*** Passage to read Section Begins ***

The first is that financial stability regulations make the system more internally-oriented. For example, Basel III regulations have decimated the correspondent banking network. Technology can’t improve financial participation in emerging economies if the infrastructure there does not exist.
The second reason regulations do not promote inclusion is that Basel’s increased capital and liquidity requirements reduce the amount of money available for lending to riskier parts of the existing customer base. Much has been written about the unintended impacts of Basel III regulations. A 2020 World Bank study shows “moderately negative impacts” on SME lending. A recent paper also shows that when standards are tight, banks overcompensate by gathering too much information on potential borrowers. Neither of these impacts improves the ability of SMEs to access more than basic financial instruments.
Reason 3: Subsidies don’t solve the underlying problem
Because financial markets are not naturally inclusive, efforts to improve financial inclusion are often limited to subsidies or other monetary incentives to divert services to non-traditional customers. The ADB offers guarantees to banks in emerging economies in Asia to facilitate SME exporters. During COVID, the US Government offered a range of financial incentives to SMEs.

*** Passage to read Section Ends ***
*** Information given Section Begins ***

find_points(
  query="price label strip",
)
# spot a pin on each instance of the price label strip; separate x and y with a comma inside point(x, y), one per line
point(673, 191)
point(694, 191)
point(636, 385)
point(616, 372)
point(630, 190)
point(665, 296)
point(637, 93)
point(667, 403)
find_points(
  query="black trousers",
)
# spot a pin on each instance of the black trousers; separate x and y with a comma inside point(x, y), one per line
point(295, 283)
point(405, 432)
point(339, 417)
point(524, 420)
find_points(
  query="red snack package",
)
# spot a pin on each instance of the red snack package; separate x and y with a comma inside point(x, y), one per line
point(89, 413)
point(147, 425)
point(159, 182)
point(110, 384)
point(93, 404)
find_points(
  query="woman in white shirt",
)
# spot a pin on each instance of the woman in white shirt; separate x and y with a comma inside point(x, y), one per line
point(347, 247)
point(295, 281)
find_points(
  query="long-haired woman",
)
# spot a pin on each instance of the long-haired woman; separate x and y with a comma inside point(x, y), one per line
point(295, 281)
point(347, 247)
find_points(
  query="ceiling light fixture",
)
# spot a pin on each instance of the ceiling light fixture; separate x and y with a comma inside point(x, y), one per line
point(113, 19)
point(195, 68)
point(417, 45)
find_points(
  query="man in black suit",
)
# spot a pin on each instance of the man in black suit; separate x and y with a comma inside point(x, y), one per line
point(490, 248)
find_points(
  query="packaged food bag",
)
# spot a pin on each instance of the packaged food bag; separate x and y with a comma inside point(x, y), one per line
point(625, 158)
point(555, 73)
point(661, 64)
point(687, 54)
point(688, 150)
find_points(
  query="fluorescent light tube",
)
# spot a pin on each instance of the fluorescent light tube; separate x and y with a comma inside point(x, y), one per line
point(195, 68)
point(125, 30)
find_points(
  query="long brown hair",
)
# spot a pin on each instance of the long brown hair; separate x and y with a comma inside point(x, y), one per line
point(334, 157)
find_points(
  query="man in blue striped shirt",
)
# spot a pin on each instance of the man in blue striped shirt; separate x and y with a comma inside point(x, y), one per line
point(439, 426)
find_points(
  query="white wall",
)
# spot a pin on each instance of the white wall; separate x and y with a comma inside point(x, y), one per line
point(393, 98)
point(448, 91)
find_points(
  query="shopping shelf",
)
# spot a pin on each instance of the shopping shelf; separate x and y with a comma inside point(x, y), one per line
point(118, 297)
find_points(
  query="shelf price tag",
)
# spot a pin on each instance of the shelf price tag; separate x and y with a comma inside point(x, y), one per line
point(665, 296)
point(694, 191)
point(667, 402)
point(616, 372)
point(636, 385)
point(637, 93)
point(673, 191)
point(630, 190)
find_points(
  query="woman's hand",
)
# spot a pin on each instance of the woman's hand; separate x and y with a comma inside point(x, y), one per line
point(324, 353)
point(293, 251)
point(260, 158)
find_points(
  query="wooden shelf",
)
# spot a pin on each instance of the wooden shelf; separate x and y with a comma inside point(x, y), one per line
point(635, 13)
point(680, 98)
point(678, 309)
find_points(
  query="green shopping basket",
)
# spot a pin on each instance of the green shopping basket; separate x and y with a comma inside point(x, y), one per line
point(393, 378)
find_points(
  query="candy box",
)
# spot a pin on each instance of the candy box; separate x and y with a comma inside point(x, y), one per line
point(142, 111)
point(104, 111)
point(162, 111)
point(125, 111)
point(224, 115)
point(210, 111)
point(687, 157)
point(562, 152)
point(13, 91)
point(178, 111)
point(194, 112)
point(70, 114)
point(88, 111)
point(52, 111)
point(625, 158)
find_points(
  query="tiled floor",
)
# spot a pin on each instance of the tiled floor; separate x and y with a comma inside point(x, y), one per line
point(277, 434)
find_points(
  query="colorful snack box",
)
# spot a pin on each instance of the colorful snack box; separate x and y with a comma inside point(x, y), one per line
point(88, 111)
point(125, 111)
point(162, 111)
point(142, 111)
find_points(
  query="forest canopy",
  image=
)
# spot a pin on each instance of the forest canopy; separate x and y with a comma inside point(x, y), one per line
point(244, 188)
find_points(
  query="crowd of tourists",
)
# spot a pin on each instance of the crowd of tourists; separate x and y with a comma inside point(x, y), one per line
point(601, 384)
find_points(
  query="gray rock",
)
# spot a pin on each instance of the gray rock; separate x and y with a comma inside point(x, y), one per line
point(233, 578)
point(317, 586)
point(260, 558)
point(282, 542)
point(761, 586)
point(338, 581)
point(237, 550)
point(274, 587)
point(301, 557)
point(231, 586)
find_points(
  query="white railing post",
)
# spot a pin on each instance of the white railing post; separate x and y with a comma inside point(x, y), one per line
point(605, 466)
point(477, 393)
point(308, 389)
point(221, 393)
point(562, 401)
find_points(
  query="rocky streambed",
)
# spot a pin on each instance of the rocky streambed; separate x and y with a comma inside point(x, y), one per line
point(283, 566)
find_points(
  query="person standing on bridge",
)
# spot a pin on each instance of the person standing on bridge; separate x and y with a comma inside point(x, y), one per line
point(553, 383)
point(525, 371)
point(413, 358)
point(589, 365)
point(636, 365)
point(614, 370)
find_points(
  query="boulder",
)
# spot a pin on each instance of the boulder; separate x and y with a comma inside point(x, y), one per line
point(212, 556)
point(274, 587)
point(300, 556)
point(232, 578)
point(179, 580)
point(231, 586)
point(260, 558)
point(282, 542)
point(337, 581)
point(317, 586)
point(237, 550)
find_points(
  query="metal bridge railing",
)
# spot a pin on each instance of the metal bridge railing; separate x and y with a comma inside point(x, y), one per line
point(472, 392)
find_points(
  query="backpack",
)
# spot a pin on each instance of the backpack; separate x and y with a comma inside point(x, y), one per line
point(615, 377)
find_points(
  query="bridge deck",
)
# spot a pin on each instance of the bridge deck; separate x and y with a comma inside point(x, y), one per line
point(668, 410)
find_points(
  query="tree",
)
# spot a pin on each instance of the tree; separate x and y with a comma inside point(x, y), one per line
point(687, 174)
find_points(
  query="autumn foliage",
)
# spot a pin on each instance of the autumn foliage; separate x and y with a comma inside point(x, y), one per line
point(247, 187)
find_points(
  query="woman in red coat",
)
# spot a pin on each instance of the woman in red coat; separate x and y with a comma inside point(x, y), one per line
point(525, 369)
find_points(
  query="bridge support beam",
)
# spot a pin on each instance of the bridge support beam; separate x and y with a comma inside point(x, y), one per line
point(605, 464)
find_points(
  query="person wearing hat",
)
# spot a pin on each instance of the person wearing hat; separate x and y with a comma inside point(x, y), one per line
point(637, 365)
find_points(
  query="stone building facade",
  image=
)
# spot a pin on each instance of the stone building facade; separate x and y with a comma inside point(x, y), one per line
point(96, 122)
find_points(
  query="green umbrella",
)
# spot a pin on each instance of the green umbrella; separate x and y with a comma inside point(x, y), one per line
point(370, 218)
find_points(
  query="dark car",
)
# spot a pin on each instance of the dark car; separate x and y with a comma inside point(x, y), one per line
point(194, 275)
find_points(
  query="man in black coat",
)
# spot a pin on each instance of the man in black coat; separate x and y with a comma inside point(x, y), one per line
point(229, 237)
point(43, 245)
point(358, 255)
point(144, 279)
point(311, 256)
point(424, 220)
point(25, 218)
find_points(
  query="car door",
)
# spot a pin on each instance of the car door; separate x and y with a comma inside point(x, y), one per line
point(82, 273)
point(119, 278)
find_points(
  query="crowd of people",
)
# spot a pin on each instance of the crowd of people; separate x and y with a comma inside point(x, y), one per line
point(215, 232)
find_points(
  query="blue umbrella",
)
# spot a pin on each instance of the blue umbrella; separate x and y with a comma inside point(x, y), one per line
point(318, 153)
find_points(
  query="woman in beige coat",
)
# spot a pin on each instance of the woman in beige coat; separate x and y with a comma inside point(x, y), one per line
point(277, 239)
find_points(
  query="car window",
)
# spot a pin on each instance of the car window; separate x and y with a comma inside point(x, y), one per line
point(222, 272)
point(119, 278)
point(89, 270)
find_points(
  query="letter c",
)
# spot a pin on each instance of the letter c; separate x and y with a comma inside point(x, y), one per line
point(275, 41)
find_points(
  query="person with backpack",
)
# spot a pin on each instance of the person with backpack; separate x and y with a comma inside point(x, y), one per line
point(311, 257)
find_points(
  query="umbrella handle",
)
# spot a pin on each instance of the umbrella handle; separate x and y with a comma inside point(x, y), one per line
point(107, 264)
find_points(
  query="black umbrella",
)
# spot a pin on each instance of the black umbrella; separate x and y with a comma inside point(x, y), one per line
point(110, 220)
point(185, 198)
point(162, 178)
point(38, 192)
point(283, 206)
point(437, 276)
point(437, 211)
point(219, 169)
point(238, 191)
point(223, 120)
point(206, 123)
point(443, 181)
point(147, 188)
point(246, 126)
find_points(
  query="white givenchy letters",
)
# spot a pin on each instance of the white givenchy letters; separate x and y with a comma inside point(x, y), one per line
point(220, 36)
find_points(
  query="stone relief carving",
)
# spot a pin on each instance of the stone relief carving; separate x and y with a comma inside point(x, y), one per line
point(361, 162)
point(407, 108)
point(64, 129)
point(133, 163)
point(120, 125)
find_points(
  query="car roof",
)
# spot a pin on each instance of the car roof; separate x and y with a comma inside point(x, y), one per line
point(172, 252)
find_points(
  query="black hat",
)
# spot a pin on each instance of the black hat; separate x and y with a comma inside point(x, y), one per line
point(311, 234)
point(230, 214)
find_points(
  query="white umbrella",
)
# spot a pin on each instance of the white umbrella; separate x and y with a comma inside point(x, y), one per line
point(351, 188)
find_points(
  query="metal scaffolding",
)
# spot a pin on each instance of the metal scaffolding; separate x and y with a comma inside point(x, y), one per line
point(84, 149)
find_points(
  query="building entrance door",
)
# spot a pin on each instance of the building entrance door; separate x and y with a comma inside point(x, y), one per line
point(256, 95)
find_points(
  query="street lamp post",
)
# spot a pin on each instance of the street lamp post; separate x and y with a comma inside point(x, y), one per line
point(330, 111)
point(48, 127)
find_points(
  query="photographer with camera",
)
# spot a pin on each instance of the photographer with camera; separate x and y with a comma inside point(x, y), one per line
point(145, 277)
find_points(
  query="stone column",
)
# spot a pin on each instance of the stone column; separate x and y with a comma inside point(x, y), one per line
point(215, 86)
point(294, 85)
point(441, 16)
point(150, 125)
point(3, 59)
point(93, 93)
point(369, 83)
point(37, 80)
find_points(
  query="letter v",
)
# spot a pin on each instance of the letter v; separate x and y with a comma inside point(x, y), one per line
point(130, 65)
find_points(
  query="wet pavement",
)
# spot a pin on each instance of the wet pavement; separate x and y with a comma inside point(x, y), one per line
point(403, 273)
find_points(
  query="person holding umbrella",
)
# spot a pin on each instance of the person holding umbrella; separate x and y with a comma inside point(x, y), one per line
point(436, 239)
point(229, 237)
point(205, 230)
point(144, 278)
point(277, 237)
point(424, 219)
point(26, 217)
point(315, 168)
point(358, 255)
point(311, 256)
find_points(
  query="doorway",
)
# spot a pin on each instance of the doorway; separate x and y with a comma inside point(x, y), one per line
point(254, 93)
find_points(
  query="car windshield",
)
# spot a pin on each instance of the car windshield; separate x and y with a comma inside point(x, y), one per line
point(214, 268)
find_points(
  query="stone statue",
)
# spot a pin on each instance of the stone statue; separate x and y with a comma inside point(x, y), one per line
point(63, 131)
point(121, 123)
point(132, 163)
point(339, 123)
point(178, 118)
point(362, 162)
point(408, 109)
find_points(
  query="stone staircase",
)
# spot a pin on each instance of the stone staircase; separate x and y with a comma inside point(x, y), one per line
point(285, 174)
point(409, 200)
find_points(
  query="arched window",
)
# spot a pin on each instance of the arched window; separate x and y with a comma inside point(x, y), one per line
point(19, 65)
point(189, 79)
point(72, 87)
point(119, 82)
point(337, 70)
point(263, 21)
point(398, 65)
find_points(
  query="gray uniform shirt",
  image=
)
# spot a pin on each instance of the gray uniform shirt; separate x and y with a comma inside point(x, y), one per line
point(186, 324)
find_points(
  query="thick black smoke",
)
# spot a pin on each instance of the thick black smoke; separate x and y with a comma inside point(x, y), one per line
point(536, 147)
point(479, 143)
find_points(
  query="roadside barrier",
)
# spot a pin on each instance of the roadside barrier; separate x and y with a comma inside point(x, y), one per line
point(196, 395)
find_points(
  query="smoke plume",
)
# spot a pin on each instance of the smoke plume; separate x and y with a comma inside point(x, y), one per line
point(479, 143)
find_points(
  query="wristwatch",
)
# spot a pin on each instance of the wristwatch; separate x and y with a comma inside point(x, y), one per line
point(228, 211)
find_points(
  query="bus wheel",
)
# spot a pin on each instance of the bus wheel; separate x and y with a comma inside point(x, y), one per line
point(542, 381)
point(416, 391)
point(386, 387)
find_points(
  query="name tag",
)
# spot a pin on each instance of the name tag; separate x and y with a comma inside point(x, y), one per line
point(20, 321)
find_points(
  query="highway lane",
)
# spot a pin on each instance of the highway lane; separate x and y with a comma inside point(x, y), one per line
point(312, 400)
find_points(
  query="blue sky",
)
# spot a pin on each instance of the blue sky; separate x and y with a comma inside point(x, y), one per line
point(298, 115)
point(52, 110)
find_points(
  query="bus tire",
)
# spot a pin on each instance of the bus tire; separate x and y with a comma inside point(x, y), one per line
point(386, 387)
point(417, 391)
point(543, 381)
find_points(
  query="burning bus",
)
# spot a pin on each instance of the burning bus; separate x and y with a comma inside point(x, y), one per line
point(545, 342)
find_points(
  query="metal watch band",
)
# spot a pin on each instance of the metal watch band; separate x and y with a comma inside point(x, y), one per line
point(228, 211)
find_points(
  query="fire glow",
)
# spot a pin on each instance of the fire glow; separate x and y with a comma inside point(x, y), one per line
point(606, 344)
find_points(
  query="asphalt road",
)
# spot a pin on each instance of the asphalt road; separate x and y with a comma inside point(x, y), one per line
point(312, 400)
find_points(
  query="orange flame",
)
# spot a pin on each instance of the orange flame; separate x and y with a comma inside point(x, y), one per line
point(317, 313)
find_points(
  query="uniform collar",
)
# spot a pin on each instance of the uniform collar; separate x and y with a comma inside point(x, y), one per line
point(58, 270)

*** Information given Section Ends ***

◆ List of tasks ◆
a. Translate this sentence from the passage on financial inclusion into Spanish: "Technology can’t improve financial participation in emerging economies if the infrastructure there does not exist."
b. Please carry on the passage on financial inclusion, picking up after its last sentence about COVID incentives for SMEs.

◆ Answers ◆
a. La tecnología no puede mejorar la participación financiera en las economías emergentes si allí no existe la infraestructura.

b.
Subsidies and financial incentives are not sustainable, nor do they solve the problem that banks don’t want to onboard higher-risk clients. There is also evidence from the US that most subsidies are captured by the highest income households. This suggests that there needs to be a better solution to inclusion than paying for it.
Someone has already come up with a fix
There is good news. We’re not stuck here. Since internet-based technologies are multipurpose, we can adjust them with deliberate action.
To understand how, we can look to two alternative models in operation today. Each is a financial system with the objective of opening the economy to all interested participants while shifting stability to a secondary role. The first is DeFi, and the second is token-based video games like Roblox or Fortnite, or the older EVE Online.
These financial structures show us that it is possible to run a financial system that offers products to individuals who are not typically served by the financial system. From these models, we can extract two actions that could narrow the trade finance gap.
Lesson 1 is from DeFi. We could adjust Basel III to include inclusion as a measurable objective. This adopts the example of DeFi’s disintermediated markets, which are open to all participants, and which then balance pools using algorithms based on the number of participants in the pool. Basel’s capital and liquidity requirements increase the cost of banking the unbanked, making the exclusion problem worse. By adding minimum commitments to inclusion, every future banking regulation could be valued against the enhancement or loss of the edges of its client base. This would ensure that the costs of compliance do not overwhelm the objective of expanding the client base. This is similar to how central banks have both inflation and employment targets.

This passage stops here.